» **Problem to work on**
Reading the records below, find how many lines include the word "shirt" and give that number alone.

Data items:

= = = = = = =

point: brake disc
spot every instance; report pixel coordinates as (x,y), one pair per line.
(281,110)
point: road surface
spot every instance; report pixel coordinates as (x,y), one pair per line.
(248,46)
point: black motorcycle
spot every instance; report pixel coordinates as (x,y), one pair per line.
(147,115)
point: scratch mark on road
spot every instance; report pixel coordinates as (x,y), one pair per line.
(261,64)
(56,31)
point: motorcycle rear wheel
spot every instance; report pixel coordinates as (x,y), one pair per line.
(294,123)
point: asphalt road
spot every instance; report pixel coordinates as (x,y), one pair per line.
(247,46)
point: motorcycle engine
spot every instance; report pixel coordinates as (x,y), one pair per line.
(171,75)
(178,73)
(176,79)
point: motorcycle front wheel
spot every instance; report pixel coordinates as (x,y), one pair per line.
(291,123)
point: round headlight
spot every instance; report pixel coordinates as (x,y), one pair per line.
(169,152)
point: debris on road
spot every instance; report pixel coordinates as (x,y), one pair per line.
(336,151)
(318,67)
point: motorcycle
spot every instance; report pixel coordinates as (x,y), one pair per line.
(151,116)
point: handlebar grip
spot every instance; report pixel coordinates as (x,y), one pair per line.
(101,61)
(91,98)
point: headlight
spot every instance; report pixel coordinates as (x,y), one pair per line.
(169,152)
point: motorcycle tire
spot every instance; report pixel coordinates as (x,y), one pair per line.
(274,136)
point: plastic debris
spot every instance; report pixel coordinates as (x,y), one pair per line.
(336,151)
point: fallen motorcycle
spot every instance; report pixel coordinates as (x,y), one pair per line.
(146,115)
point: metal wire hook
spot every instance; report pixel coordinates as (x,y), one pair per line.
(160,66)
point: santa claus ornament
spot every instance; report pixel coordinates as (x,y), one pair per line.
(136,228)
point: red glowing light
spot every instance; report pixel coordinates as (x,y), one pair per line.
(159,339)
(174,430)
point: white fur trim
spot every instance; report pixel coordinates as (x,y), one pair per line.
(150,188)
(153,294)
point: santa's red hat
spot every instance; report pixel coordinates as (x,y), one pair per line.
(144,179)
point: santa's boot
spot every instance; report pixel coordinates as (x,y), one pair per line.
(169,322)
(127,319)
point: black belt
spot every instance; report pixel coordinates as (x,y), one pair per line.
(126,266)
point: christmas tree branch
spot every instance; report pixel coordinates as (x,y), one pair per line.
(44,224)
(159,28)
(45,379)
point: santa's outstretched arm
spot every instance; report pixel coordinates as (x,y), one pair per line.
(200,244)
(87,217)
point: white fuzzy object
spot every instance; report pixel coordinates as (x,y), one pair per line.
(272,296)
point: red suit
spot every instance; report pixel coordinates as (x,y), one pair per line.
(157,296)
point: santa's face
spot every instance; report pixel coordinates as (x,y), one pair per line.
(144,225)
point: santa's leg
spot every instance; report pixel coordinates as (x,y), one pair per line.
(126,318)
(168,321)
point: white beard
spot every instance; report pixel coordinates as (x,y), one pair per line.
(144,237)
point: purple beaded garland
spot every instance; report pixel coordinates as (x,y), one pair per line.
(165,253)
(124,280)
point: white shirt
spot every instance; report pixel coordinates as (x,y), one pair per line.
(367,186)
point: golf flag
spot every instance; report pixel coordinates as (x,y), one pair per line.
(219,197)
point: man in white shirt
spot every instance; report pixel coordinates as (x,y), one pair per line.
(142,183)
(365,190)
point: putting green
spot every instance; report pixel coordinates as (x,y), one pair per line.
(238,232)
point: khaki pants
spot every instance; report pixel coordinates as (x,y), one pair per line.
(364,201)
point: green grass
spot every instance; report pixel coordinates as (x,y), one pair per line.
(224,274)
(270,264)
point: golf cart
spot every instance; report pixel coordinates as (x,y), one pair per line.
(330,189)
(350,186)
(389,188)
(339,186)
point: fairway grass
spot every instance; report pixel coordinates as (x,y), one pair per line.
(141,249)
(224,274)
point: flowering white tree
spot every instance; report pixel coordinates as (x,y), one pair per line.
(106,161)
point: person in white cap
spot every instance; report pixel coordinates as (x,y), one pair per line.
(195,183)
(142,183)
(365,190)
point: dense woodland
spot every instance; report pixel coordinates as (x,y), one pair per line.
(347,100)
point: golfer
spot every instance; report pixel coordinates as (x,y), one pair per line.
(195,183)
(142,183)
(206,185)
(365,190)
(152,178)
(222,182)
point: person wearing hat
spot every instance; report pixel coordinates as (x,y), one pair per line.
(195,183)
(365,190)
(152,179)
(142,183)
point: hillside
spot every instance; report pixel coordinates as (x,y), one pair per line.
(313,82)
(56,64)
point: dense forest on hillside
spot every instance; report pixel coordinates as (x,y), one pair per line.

= = = = = = =

» **Solution for this exercise**
2